= To-do list =
**A.** Render this sentence from the article on first-person storytelling in Spanish: "Despite its restrictions, the technique has many strengths to commend it."
**B.** In the article on first-person storytelling, take the part that opens with the words containing "Despite its restrictions, the" and closes with "theory of everything.", and write it out again with "novella" swapped for "novel".
**C.** Carry on the article on first-person storytelling from its final sentence.

=== Excerpted text ===

Tag Archives: write tip

Do You Like Your Stories Up Close and Personal?

Lonely man on pierContinuing from last week’s article drawn from Margaret Geraghty’s The Novelists’s Guide, we look at the pros and cons of using the first-person technique in storytelling.

Despite its restrictions, the technique has many strengths to commend it.

When The Catcher in the Rye was first published in 1951 readers were so convinced of the actual existence of Holden Caulfield, the story’s fictitious narrator, that they scoured the streets to find him. The author’s use of youthful speech patterns, exaggeration, present tense, and slang imbued the work with a sense of fluency and authenticity that would be hard to create through the more common third person past tense narrative.

The Nostalgia of Time Travel, my soon to be released novella, concerns the struggle of an aging theoretical physicist, Benjamin Vlahos, to unite two grand theories – General Relativity and Quantum Mechanics – in one grand theory of everything.

=== Dataset records ===

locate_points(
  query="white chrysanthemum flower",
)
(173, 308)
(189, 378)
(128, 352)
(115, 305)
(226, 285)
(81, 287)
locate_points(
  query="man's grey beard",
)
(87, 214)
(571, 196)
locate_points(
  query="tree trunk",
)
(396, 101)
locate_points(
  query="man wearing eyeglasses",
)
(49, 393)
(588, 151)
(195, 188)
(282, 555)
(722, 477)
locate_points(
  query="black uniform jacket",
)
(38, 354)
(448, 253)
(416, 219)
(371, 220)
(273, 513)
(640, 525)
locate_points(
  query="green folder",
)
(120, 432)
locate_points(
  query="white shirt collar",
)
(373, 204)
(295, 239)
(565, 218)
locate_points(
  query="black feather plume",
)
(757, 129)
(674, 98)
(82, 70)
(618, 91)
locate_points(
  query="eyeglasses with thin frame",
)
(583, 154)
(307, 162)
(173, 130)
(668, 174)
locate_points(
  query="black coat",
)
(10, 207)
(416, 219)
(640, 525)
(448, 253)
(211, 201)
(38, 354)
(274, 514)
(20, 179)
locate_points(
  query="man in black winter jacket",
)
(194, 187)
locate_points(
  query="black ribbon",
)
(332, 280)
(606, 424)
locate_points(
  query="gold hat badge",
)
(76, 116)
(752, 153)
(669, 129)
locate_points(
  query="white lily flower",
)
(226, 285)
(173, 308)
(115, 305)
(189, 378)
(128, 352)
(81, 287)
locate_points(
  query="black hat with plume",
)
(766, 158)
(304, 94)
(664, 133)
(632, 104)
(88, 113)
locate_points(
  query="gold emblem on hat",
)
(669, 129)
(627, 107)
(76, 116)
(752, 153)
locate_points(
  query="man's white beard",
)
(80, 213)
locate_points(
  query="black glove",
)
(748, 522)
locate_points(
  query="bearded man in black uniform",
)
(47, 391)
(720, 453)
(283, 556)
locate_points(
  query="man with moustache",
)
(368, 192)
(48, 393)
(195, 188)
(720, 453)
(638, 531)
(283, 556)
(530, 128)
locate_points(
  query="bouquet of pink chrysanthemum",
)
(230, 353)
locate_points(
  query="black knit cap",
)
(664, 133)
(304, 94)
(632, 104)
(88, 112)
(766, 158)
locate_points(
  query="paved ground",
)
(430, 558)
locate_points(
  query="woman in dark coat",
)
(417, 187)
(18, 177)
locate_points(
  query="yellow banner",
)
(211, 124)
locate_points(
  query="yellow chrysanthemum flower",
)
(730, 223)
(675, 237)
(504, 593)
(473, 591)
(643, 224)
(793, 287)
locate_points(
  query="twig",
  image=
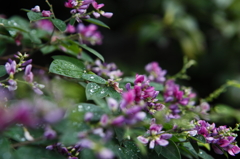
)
(26, 142)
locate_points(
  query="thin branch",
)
(26, 142)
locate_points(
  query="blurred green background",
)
(143, 31)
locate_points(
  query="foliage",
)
(84, 108)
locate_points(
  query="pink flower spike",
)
(96, 14)
(70, 29)
(96, 5)
(233, 150)
(142, 139)
(46, 13)
(107, 14)
(152, 144)
(36, 9)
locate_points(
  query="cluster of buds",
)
(79, 9)
(12, 67)
(221, 138)
(156, 74)
(106, 70)
(176, 98)
(87, 34)
(155, 135)
(45, 13)
(44, 24)
(142, 93)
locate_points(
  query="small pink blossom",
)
(46, 13)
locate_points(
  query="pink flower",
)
(36, 9)
(46, 13)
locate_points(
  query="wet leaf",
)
(67, 66)
(94, 90)
(94, 78)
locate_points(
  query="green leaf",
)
(86, 107)
(129, 80)
(33, 16)
(70, 48)
(87, 154)
(94, 90)
(2, 70)
(33, 37)
(171, 151)
(61, 25)
(91, 51)
(12, 24)
(194, 145)
(94, 78)
(131, 150)
(67, 66)
(97, 22)
(85, 57)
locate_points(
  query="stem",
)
(26, 142)
(51, 8)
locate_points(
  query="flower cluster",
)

===

= Outputs =
**A.** A pesar de sus limitaciones, la técnica tiene muchas virtudes que la avalan.

**B.**
Despite its restrictions, the technique has many strengths to commend it.

When The Catcher in the Rye was first published in 1951 readers were so convinced of the actual existence of Holden Caulfield, the story’s fictitious narrator, that they scoured the streets to find him. The author’s use of youthful speech patterns, exaggeration, present tense, and slang imbued the work with a sense of fluency and authenticity that would be hard to create through the more common third person past tense narrative.

The Nostalgia of Time Travel, my soon to be released novel, concerns the struggle of an aging theoretical physicist, Benjamin Vlahos, to unite two grand theories – General Relativity and Quantum Mechanics – in one grand theory of everything.

**C.**
Additionally, Benjamin is haunted by the loss of his wife that occurred thirty years previously, blaming himself for inadvertently creating the chain of events that led to her death. To make matters worse, one of the most powerful cyclones to ever threaten the coast of Northern Queensland in Australia is closing in.

As these events wind ever closer together, interspersed with fragments of memory, theoretical speculation, and a haunting sense of loss, the narrative becomes increasingly nostalgic, ethereal, and tense.

I chose to use the first person present tense for the following reasons:

1. The technique lends itself to a colloquial style which encourages a sense of collusion between the reader and Benjamin. We are made privy to Benjamin’s hopes and fears in a more immediate and direct way than is otherwise possible.

2. Because this style uses natural, fluent, speech patterns, it is less likely to descend into pretension, pompousness, and purple prose. It is also a lot easier to read.

3. Since I’m addressing the reader directly, I do not need to use intrusive speech tags. This suits a story of introspection that is driven by emotion and the tension of physical peril caused by the approaching storm.

4. Secondary characters are richer precisely because they are projected from a single viewpoint. When the young Benjamin, thinking back to his youth, says of his uncle, ‘I wished I was bigger so I could pack his bag and shove him out of the house,’ we experience this through the eyes of a six year old child and forgive him his prejudice.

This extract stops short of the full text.